-------- DATA FOR THE TASK --------

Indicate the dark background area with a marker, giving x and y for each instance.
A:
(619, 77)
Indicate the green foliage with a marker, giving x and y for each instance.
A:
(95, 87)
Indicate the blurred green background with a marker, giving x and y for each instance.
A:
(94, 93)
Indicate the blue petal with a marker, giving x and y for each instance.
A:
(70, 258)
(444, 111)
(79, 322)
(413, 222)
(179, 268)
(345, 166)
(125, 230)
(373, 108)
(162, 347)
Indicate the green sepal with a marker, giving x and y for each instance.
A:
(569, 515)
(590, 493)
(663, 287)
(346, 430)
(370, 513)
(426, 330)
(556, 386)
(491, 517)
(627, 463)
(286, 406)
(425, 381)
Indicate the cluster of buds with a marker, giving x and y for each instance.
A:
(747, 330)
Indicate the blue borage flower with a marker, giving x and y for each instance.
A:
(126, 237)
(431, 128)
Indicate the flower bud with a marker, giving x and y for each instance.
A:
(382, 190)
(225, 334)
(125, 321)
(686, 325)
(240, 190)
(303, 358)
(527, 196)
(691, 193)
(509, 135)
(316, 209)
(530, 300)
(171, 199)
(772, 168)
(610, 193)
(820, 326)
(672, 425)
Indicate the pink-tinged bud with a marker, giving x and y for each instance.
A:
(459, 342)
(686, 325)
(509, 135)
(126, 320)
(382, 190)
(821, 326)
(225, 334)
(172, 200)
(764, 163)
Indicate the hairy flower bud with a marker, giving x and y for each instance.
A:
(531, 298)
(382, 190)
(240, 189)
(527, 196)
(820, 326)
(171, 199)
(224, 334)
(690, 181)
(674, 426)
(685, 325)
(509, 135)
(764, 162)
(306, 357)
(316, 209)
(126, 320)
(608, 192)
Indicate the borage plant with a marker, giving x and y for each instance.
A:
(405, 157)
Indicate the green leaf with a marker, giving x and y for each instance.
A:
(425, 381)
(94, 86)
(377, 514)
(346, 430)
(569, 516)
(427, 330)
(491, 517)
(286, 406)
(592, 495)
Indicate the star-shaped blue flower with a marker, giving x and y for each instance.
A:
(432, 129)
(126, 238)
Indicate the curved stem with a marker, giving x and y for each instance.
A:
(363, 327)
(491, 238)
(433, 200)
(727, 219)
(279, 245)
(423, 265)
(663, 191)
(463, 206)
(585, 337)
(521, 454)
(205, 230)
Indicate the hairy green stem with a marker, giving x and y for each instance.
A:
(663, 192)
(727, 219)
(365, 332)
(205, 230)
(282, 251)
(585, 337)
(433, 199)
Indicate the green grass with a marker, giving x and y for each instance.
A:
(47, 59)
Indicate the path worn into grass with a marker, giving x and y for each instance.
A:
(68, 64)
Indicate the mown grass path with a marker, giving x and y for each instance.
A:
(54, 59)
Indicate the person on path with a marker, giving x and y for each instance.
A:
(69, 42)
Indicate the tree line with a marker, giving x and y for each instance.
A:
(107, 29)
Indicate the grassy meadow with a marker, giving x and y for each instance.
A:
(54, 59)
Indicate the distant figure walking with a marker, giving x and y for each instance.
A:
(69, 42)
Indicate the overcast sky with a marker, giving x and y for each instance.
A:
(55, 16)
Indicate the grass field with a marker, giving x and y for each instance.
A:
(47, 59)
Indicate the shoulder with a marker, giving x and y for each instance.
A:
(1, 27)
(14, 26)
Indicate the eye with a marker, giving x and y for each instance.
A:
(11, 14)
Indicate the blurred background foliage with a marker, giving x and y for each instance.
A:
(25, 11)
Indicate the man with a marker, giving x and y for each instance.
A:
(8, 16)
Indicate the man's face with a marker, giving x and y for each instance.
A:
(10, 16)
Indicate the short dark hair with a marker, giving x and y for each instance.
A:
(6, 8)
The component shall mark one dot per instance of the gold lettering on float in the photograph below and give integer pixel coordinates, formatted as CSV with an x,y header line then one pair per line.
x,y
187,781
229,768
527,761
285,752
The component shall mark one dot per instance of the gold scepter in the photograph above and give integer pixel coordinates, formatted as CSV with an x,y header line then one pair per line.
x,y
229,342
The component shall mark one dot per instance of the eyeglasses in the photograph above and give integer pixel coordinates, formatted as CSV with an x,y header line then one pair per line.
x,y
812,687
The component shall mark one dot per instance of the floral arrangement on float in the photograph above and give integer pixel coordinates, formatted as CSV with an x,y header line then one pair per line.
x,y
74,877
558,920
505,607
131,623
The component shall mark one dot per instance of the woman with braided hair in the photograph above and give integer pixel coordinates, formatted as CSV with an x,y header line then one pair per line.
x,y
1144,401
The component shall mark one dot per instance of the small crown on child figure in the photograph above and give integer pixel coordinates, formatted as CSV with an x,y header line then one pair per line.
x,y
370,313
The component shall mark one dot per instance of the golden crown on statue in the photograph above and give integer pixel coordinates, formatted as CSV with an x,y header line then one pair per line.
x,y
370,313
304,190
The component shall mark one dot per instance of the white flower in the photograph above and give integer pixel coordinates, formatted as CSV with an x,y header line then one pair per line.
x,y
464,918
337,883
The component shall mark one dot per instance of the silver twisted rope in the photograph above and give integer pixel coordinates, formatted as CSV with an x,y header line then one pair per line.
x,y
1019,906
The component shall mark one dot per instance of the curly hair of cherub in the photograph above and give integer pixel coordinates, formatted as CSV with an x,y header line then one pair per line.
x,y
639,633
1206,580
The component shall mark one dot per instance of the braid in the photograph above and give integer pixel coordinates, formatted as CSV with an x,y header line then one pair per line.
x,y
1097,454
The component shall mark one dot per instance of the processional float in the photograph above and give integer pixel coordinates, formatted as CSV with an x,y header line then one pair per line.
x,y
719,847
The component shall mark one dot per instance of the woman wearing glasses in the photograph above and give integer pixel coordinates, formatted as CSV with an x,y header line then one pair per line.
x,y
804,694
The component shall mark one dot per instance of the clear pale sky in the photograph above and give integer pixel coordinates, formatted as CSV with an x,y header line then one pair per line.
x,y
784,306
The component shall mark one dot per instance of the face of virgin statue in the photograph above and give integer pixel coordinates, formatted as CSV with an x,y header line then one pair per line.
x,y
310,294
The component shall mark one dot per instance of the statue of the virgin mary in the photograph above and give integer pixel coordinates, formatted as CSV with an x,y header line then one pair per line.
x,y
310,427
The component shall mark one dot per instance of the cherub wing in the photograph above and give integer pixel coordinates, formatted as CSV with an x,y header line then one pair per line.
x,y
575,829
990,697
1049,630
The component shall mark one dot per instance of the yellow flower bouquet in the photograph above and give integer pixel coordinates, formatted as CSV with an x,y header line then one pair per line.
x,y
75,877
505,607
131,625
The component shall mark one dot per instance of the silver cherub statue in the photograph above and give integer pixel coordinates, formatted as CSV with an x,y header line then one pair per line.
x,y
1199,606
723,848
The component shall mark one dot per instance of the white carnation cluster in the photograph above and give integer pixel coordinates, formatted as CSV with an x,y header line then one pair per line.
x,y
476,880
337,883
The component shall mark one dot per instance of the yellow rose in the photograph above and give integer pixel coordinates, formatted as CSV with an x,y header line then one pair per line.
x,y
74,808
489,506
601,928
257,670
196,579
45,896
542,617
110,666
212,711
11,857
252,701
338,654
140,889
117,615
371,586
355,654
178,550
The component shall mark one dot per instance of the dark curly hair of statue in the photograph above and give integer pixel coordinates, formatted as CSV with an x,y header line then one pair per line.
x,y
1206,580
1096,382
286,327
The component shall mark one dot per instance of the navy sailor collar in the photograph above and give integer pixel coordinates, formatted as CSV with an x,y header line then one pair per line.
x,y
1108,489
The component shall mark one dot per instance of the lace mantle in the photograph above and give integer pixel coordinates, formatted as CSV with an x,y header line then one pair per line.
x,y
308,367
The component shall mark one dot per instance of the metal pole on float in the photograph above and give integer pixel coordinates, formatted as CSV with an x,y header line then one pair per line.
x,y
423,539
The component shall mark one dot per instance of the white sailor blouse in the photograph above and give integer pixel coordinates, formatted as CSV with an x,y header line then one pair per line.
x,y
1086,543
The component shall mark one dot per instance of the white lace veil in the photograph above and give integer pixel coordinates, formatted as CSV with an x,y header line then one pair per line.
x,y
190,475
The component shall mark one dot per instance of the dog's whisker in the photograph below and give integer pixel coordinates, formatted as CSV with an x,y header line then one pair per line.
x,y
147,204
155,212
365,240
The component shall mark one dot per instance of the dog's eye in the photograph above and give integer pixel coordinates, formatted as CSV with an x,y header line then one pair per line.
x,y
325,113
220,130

--------

### TASK OBJECTIVE
Wherever a line of the listing above contains the string "path", copy that line.

### ANSWER SECTION
Indicate the path worn into grass with a marker, giving x and y for each instance.
Indicate the mown grass path with a marker, giving x and y for each instance.
Indicate the person on path with a marker, giving x and y for each instance.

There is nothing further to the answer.